## Goal
Exactly reproduce the lines from the line containing "Question. Place one point on every instance of the crowd" to the end of the data below, inclusive, and nothing else.
Start of Materials provided
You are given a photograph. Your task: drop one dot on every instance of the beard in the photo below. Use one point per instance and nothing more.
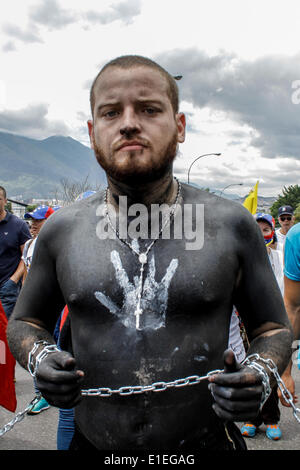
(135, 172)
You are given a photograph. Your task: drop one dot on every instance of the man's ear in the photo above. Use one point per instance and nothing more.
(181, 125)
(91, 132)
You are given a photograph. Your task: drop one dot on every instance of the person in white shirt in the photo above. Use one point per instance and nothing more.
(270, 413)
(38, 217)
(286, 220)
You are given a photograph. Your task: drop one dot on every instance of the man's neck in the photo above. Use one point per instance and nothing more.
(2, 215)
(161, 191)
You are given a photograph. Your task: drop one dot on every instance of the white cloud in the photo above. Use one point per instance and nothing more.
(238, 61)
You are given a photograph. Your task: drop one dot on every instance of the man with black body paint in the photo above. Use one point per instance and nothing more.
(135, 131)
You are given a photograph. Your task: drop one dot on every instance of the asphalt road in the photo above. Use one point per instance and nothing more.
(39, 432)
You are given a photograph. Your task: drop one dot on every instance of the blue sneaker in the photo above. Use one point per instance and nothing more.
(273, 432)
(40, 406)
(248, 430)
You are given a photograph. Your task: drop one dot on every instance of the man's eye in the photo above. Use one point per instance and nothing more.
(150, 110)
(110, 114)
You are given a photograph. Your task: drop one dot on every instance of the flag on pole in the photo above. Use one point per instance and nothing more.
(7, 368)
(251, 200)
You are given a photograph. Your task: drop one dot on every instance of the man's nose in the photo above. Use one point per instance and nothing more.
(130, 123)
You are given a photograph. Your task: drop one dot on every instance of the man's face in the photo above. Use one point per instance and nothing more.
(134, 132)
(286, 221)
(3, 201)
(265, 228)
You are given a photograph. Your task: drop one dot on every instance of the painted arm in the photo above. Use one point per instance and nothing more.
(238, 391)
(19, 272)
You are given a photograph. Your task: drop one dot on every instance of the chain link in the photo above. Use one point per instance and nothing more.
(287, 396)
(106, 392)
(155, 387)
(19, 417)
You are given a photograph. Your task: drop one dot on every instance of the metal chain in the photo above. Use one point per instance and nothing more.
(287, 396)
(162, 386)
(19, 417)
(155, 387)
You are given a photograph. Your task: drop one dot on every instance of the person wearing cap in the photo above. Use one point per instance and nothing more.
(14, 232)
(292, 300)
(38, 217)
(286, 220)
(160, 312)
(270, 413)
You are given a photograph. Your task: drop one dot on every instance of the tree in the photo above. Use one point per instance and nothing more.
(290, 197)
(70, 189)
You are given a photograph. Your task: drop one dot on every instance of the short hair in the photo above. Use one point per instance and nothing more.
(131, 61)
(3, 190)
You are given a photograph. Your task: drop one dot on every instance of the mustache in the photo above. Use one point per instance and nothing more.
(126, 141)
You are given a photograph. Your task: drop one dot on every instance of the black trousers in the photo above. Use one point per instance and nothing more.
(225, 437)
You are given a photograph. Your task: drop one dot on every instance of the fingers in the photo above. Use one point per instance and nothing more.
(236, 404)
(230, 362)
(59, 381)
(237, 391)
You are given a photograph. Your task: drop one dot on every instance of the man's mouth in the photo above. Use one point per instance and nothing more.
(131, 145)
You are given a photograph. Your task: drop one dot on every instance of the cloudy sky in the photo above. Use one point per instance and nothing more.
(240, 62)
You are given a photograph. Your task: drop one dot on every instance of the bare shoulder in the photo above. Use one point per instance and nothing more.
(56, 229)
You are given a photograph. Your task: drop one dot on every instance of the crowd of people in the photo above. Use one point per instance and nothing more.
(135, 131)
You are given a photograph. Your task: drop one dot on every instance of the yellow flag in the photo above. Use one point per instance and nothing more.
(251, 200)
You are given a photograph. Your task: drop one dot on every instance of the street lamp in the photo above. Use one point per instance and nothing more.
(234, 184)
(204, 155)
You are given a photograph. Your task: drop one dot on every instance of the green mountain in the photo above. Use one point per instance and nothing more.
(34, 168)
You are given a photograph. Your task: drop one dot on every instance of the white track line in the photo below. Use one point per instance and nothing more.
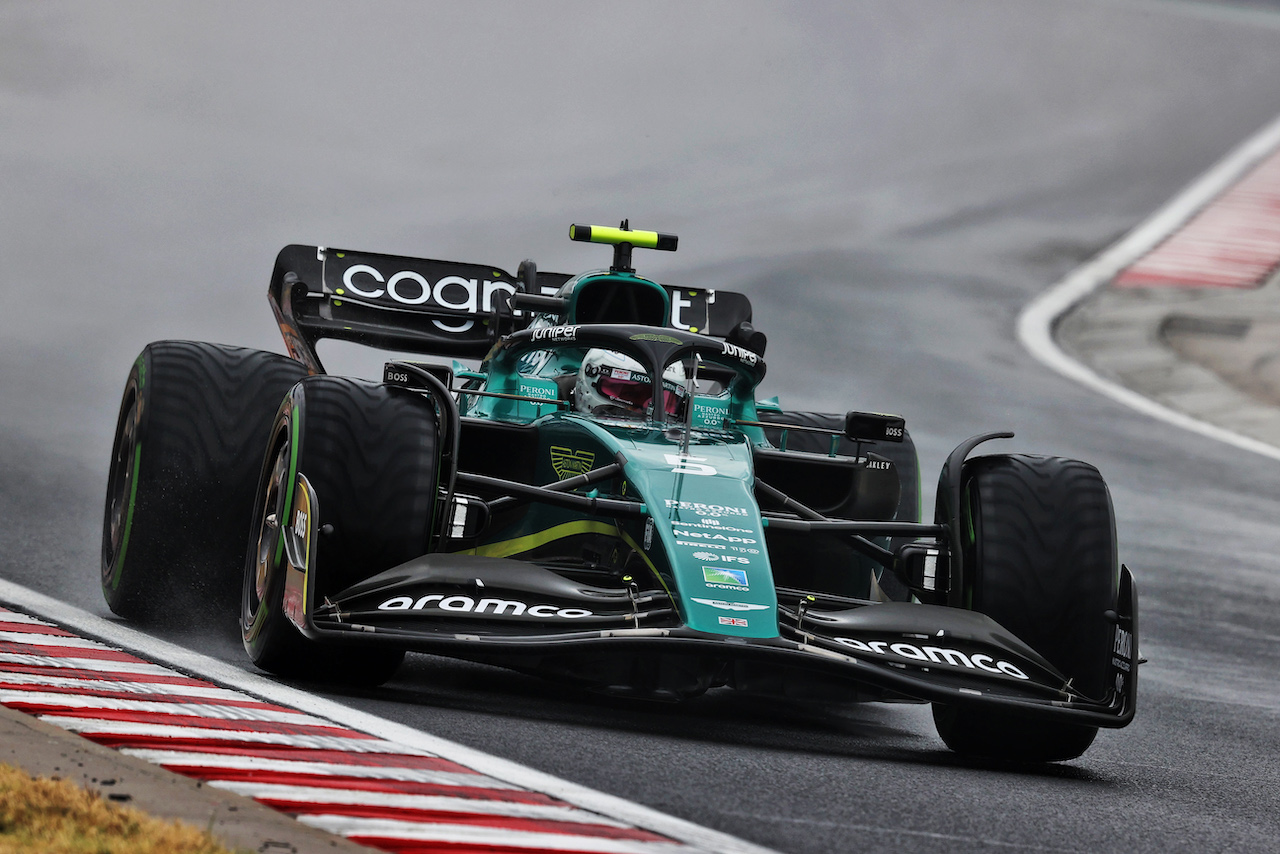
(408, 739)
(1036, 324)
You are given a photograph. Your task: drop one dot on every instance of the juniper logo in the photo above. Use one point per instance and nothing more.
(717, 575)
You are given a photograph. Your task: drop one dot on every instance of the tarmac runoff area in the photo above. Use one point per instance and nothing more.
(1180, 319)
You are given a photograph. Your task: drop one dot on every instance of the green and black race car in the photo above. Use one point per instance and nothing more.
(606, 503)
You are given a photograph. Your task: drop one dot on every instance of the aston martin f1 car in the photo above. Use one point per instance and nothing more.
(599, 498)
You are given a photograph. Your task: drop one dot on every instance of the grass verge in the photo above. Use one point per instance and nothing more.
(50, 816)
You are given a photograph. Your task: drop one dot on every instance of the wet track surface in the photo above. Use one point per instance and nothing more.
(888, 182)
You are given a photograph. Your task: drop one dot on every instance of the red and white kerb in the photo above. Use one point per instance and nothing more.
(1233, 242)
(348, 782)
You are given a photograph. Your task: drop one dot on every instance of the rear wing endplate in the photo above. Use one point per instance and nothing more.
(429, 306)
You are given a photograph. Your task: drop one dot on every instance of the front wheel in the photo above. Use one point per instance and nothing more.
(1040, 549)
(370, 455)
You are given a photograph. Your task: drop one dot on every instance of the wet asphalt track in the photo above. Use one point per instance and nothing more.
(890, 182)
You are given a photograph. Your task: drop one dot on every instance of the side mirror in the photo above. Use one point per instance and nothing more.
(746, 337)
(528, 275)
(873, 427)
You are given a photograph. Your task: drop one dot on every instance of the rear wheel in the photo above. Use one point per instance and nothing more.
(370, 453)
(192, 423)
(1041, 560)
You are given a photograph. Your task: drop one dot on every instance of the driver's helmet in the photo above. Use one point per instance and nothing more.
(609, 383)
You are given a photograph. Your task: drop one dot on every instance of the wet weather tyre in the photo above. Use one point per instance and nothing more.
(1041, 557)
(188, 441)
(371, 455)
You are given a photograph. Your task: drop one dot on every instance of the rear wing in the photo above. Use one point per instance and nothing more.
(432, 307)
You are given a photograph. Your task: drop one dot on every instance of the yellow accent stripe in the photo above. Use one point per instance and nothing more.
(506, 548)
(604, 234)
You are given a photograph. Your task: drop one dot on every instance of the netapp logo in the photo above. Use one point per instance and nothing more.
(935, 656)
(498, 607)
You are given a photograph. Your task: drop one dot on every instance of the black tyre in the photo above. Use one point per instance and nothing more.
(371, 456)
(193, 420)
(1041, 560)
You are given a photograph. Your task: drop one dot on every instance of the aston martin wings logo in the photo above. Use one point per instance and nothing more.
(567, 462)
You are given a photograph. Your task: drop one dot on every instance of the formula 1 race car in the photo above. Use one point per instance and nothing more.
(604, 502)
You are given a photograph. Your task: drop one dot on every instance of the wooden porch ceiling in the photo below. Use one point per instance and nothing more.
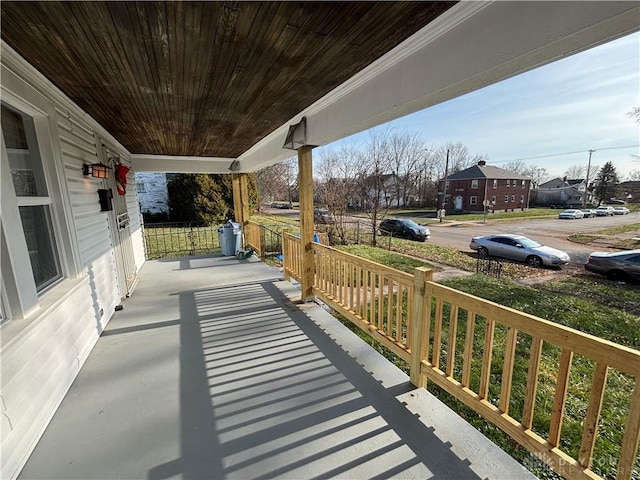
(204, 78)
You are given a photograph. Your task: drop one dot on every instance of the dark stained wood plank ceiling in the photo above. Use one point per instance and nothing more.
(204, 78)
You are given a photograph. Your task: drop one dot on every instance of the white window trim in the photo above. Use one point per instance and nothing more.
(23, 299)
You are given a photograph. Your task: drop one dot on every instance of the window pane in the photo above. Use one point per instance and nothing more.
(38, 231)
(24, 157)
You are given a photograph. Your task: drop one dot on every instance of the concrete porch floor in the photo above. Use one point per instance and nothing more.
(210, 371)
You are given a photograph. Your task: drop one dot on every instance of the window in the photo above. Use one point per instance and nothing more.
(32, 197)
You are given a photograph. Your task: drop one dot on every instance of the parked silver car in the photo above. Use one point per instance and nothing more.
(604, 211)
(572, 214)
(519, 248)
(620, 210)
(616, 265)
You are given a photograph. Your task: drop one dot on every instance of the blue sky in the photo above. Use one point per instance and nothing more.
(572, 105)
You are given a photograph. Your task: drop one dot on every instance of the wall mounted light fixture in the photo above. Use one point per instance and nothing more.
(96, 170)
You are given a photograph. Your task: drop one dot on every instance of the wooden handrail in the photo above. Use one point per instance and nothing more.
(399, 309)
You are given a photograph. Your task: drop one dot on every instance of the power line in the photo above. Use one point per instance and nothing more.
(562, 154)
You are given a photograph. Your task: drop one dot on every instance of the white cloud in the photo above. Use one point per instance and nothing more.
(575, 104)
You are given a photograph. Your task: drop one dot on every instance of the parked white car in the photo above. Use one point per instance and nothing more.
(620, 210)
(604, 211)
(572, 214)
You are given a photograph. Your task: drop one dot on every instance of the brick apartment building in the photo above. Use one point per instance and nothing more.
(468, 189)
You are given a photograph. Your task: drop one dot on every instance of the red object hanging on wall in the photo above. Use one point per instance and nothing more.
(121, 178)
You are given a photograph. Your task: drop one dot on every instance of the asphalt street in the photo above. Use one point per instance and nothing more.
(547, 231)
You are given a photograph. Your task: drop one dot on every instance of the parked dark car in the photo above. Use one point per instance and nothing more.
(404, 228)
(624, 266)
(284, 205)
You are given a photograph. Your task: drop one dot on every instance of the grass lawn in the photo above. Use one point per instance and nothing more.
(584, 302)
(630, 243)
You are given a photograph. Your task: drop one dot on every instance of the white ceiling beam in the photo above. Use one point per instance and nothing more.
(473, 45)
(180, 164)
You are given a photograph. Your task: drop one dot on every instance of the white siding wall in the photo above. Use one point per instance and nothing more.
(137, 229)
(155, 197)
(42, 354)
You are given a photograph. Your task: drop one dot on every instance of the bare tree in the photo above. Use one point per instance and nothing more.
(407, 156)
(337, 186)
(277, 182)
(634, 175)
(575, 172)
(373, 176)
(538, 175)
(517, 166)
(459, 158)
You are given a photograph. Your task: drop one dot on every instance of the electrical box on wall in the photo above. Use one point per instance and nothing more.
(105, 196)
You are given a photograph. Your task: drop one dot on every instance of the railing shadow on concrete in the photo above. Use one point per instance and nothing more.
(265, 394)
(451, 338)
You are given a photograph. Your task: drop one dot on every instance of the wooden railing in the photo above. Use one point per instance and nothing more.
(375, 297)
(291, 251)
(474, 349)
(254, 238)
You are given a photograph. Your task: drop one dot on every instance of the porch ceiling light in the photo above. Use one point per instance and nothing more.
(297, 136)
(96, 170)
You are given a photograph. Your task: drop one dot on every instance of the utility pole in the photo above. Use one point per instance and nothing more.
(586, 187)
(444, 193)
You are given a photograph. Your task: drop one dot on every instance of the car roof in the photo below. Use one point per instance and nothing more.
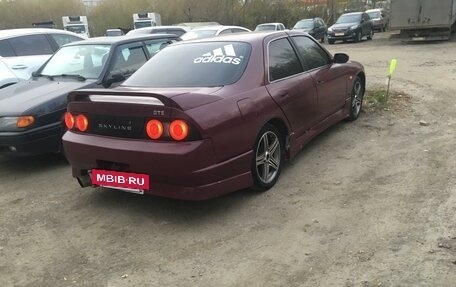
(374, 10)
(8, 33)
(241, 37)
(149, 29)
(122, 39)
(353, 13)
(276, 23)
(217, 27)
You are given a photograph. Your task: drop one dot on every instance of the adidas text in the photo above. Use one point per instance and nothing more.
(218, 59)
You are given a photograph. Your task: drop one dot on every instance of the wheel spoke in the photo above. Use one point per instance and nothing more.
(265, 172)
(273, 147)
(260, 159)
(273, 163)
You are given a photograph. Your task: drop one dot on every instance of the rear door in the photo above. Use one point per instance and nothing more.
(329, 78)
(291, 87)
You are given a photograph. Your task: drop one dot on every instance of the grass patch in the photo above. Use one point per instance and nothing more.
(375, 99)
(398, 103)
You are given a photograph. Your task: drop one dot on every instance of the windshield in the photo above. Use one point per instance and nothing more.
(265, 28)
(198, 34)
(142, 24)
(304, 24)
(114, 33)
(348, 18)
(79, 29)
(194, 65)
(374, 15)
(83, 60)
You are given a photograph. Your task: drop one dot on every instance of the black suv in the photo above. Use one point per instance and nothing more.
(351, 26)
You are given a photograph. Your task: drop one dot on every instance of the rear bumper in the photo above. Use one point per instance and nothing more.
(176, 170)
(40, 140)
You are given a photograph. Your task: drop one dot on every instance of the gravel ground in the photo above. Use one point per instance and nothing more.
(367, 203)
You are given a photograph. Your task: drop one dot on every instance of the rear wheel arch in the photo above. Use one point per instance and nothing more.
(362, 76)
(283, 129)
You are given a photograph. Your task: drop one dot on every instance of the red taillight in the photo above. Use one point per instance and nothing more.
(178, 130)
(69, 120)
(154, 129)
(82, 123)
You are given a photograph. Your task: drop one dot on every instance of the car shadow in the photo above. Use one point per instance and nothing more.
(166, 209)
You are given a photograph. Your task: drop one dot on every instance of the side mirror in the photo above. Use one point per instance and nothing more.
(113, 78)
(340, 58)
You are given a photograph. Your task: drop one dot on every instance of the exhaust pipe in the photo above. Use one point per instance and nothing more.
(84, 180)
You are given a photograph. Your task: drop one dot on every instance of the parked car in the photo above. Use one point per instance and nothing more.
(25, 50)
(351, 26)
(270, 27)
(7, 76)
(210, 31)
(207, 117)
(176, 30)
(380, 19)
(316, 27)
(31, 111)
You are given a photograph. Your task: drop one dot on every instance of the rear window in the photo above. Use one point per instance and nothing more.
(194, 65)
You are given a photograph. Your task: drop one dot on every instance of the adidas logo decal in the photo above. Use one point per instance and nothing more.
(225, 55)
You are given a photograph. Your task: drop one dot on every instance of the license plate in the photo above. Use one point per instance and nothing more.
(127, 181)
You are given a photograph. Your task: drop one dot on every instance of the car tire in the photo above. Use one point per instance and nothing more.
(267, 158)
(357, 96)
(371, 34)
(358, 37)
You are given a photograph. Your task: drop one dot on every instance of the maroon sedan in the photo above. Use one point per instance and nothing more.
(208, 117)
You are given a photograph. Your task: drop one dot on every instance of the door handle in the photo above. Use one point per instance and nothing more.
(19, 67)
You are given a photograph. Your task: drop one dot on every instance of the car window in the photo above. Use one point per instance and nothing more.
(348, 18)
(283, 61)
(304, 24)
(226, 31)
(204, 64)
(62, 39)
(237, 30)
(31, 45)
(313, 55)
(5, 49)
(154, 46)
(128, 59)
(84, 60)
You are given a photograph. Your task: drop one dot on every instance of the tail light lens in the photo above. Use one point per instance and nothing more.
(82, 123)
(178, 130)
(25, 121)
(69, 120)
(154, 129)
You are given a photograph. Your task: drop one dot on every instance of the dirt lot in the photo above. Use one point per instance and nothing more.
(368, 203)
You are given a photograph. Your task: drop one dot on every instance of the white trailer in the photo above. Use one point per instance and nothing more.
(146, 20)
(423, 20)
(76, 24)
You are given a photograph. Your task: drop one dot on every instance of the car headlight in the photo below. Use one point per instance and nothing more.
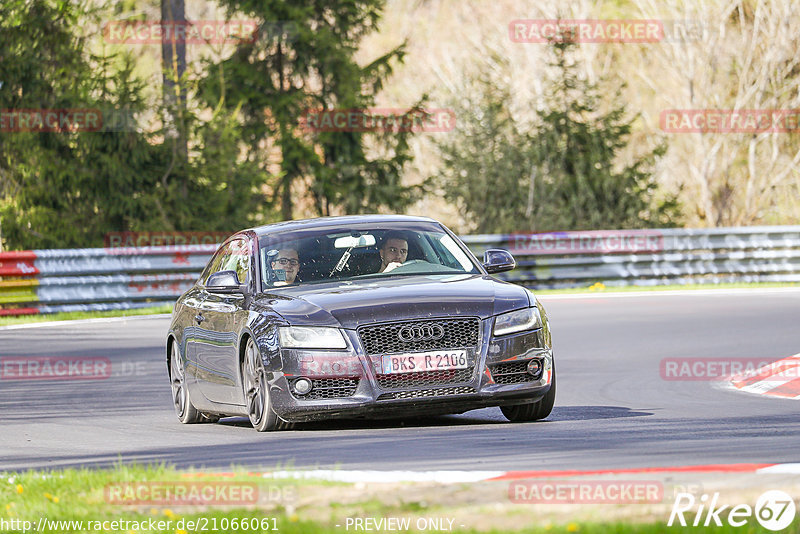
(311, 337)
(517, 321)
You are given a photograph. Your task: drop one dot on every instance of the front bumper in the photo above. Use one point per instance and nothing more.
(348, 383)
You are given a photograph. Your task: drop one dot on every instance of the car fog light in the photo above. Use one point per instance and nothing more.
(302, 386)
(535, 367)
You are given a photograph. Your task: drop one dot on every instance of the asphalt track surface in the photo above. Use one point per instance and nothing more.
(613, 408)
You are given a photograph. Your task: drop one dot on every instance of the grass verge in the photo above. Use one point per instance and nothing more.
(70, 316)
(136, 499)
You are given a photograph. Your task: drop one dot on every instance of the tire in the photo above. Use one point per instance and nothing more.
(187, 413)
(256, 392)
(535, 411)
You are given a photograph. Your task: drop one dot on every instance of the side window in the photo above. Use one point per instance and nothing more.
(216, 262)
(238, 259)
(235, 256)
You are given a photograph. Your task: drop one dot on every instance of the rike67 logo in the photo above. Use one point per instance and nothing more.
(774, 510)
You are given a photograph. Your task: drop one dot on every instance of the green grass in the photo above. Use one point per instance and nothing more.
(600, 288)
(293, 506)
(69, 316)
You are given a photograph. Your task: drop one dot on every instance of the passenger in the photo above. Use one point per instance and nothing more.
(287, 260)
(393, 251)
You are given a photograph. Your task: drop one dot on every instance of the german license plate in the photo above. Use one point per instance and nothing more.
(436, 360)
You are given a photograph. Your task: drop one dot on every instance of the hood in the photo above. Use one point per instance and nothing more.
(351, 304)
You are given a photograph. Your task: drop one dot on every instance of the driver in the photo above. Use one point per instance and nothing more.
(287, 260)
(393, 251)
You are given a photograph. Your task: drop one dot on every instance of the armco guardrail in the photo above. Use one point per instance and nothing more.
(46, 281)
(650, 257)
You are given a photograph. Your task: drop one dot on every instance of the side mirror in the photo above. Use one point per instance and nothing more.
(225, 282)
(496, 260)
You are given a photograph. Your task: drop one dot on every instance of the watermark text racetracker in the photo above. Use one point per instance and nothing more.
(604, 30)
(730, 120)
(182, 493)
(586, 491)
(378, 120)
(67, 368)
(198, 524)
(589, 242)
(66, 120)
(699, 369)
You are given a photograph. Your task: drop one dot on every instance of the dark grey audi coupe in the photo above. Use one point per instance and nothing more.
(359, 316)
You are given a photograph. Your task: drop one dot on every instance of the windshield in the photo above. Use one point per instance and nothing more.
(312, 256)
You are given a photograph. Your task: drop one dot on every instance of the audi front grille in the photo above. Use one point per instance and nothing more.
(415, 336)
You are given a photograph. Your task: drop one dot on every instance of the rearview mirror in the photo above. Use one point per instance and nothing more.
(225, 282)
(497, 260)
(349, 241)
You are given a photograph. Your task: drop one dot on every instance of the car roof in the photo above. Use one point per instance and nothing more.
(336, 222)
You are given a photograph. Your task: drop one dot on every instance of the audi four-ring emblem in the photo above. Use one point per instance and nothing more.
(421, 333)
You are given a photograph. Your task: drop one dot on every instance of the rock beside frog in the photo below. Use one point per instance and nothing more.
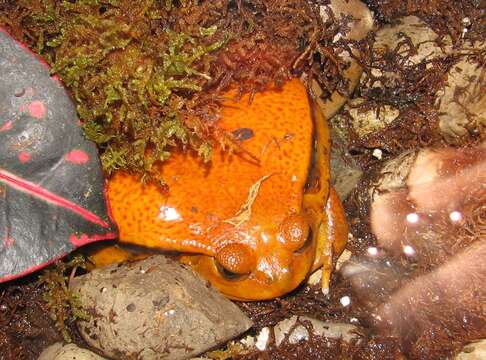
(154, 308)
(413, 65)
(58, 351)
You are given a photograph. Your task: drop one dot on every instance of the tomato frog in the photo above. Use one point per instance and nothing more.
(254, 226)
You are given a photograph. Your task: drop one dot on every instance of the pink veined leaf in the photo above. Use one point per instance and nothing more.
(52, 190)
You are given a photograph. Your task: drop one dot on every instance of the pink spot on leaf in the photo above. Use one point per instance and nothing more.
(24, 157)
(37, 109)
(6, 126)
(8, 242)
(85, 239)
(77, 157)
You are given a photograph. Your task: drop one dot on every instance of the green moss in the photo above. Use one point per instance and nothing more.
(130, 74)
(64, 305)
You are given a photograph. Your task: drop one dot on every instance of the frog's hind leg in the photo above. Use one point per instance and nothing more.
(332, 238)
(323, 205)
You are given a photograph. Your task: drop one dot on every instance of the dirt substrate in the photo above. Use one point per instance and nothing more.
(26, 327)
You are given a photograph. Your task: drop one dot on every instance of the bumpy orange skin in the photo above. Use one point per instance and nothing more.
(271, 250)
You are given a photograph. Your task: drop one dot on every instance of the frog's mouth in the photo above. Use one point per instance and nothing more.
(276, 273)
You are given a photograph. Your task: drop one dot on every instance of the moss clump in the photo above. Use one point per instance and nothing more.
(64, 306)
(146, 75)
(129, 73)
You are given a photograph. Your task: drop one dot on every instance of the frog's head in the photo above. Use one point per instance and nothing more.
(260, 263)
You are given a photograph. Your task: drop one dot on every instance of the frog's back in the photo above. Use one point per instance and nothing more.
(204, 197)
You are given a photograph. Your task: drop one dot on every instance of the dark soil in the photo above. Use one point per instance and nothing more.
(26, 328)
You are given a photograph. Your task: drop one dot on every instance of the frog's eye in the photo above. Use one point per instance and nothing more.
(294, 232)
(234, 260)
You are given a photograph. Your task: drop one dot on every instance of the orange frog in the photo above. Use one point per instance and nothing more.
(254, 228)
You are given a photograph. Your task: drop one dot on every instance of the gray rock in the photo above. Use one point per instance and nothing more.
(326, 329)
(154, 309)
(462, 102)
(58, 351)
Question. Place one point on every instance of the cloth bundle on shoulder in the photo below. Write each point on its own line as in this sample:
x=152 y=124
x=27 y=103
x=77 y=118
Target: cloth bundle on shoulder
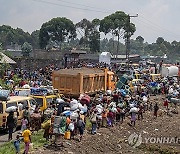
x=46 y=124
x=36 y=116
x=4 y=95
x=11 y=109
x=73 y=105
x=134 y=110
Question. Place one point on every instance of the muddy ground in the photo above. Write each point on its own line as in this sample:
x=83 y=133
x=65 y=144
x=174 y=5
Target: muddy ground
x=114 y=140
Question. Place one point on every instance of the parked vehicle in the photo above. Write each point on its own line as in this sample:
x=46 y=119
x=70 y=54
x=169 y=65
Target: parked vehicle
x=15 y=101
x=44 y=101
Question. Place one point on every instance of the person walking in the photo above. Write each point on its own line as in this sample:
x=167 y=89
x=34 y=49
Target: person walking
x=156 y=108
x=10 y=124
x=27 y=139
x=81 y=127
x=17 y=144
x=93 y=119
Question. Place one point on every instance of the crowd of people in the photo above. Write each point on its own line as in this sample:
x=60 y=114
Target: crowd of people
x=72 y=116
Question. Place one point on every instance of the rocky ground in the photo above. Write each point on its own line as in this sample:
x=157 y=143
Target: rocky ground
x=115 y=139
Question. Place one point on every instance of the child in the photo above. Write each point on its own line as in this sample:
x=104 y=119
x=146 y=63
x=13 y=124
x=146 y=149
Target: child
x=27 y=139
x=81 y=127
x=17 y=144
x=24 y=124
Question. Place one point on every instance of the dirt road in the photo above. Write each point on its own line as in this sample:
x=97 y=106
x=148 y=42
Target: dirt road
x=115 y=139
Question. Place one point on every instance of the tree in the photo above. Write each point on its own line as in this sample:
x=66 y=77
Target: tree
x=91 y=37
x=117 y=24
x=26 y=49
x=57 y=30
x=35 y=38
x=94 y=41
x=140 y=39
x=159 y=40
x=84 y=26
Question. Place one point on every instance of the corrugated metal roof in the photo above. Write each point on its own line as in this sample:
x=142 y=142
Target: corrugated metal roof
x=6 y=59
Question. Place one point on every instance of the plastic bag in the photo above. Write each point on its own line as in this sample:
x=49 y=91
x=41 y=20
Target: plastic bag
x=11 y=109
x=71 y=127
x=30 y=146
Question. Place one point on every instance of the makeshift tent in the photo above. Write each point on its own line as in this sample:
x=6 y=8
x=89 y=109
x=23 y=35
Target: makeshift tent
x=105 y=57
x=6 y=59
End of Materials provided
## Result below
Question. Place one point on every instance of the crowd of people in the photo above. Write each point on its own line as in this sample:
x=60 y=114
Target: crowd of people
x=72 y=116
Question. Place one point on every instance of the rocky ground in the photo above. Write each point on its own line as in this sample:
x=157 y=143
Target: rocky ground
x=115 y=139
Question. Place one point on every instance of the child in the photo above. Write each point on its own line as in this sample:
x=104 y=119
x=146 y=63
x=13 y=124
x=146 y=149
Target: child
x=27 y=139
x=81 y=127
x=17 y=144
x=24 y=124
Question. Place one point on every instance of the dirt road in the photo above. Write each point on its own line as in this sample:
x=97 y=106
x=148 y=42
Target: dirt road
x=115 y=139
Question. Place one point on every instance of the tree in the photo above. Write each point on its own line as in this sample:
x=66 y=77
Target: tree
x=91 y=37
x=117 y=24
x=26 y=49
x=57 y=30
x=35 y=38
x=94 y=41
x=140 y=39
x=159 y=40
x=84 y=26
Question. Place one point on every instance of the corrugated metal roof in the photo above. Write each point on its own line as in this sample:
x=142 y=142
Target: corrugated metal roof
x=6 y=59
Question. Place one point on every instance of the plastic bag in the photo above. Write each point on its own line as in this sample:
x=49 y=91
x=41 y=20
Target: plastic bag
x=11 y=109
x=71 y=127
x=30 y=146
Question. Place one point on every instance of the makeshift tent in the photo above. Write each point on its own line as in this sample:
x=6 y=8
x=89 y=109
x=23 y=35
Target: makeshift tent
x=105 y=57
x=6 y=59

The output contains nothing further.